*Фрагмент страницы*:
● ● ● ●

Тысячелетие с момента земной кончины крестителя Руси, широко отмечавшееся в прошлом году, вызвало живой интерес верующих к духовному наследию святого равноапостольного князя Владимира. Важная годовщина также придала новый импульс глубоким искусствоведческим, агиографическим и историографическим исследованиям, связанным с этим святым. Юбилей миновал, но тема влияния Крещения Руси на последующее развитие восточноевропейской цивилизации, на историю этносов восточных славян по-прежнему не закрыта. Вниманию читателей «Журнала Московской Патриархии» предлагает новую работу из этой серии — московского ученого, культурологически исследующего различные аспекты осмысления святости великого князя — Красна Солнышка в середине XVII столетия.
Образ святого князя Владимира и киевская тема в русском искусстве второй половины XVII века
С середины XVII века в русской культуре наблюдается особый интерес к киевской теме, к образам истории и искусству Киевской земли. Великую Русь с этим регионом объединяло общее прошлое, общие моменты славы и скорби, общие предки, в том числе герои и святые. Память о богоспасаемом Киеве, о «первопрестольной матери градам» (как называли его уже древнейшие источники времени Киевской Руси — Повесть временных лет, Слово на обновление Десятинной церкви середины XII века, тропарь святому равноапостольному князю Владимиру и др.) навсегда сохранилась в русской истории.
Открытие мощей митрополитом Петром (Могилой)

● ● ● ●

(Строки набора данных для указания объектов)
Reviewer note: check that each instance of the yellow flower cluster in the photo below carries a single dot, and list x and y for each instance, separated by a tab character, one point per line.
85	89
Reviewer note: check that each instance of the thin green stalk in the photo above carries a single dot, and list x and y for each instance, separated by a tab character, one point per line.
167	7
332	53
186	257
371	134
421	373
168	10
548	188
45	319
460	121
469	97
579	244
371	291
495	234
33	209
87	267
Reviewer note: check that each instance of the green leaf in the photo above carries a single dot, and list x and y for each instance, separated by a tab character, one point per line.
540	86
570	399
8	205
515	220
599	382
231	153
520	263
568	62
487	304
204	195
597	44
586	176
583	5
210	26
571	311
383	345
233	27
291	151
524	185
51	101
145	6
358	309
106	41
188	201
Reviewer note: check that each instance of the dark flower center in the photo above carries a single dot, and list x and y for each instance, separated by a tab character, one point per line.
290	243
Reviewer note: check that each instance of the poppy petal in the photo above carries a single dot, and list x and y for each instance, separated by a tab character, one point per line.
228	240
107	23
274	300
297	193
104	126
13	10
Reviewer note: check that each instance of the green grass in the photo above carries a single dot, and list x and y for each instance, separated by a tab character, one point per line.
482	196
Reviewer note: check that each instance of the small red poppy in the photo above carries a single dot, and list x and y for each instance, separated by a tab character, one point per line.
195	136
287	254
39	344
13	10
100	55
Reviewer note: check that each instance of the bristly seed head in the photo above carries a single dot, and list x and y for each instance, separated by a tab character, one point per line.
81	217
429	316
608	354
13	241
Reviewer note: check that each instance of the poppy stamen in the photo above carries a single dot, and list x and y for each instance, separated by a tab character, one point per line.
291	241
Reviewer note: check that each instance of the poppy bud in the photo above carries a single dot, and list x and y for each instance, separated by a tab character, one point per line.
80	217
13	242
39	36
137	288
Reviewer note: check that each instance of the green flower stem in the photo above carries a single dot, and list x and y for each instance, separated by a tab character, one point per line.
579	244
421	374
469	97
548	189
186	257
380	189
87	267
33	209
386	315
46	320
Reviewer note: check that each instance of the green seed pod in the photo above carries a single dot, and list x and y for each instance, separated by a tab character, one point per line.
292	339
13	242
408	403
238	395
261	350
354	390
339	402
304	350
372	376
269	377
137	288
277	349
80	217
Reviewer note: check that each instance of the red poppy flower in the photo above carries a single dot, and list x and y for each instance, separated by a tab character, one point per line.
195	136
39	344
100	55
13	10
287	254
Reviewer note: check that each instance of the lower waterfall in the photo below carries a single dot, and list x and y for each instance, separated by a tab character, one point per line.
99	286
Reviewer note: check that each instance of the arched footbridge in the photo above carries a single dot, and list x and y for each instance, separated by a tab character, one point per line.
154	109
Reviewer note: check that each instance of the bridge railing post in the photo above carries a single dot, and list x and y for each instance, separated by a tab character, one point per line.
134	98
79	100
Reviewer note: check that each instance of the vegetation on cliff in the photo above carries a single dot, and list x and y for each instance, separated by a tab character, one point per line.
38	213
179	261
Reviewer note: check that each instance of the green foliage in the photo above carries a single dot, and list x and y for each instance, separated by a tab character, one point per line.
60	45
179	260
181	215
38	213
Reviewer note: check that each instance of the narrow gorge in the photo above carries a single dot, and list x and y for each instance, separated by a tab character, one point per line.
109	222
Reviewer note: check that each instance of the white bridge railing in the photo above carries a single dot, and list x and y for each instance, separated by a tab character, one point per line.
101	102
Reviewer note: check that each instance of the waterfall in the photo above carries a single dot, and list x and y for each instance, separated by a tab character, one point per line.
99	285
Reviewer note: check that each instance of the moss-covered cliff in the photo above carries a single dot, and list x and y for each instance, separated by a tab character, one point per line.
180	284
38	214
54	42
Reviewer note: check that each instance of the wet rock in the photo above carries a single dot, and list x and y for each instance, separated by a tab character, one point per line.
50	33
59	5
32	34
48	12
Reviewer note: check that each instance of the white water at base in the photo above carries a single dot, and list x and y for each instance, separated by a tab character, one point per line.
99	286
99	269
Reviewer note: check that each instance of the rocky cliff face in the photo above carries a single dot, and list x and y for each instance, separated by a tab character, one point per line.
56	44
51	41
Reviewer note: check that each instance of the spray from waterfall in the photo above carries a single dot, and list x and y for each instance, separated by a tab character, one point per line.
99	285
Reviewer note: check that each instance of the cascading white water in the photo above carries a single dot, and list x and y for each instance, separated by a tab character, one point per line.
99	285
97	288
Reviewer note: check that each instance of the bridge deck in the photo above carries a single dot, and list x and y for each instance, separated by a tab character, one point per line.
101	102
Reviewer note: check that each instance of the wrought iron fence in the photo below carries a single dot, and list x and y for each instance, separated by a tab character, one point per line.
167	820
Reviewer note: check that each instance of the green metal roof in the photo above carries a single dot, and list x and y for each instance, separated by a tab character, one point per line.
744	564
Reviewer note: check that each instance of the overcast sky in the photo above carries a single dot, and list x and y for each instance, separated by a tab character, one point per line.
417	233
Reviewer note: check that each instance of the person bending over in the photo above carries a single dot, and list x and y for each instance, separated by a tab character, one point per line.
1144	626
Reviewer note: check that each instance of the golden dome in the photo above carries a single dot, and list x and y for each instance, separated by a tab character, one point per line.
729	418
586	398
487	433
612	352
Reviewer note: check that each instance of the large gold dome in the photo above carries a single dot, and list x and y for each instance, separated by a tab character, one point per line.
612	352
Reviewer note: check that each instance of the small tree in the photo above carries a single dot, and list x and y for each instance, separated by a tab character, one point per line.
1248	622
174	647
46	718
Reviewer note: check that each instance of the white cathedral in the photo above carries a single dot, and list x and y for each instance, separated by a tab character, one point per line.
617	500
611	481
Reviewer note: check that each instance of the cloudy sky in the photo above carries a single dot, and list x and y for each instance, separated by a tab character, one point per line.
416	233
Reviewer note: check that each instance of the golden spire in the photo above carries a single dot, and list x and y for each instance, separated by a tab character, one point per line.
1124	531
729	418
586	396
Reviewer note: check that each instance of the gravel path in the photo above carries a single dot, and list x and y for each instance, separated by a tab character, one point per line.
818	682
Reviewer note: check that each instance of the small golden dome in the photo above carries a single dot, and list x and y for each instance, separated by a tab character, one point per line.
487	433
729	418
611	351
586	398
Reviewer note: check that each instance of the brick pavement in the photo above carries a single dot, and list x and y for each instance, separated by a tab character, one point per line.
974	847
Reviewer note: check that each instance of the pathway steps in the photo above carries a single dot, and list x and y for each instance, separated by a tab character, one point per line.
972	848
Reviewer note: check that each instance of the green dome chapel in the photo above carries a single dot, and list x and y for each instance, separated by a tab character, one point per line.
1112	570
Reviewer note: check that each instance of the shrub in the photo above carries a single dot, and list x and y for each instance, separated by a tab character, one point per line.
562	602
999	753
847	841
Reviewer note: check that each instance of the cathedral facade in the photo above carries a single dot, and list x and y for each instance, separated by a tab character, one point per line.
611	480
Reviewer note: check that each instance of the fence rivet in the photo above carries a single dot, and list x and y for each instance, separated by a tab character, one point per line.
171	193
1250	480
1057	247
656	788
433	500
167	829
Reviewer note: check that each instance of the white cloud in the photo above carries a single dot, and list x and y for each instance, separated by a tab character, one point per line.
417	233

● ● ● ●

*Задание*:
Выпишите из статьи о князе Владимире отрывок от слов «Образ святого князя» до слов «в русской истории.» включительно, без изменений.

*Результат*:
Образ святого князя Владимира и киевская тема в русском искусстве второй половины XVII века
С середины XVII века в русской культуре наблюдается особый интерес к киевской теме, к образам истории и искусству Киевской земли. Великую Русь с этим регионом объединяло общее прошлое, общие моменты славы и скорби, общие предки, в том числе герои и святые. Память о богоспасаемом Киеве, о «первопрестольной матери градам» (как называли его уже древнейшие источники времени Киевской Руси — Повесть временных лет, Слово на обновление Десятинной церкви середины XII века, тропарь святому равноапостольному князю Владимиру и др.) навсегда сохранилась в русской истории.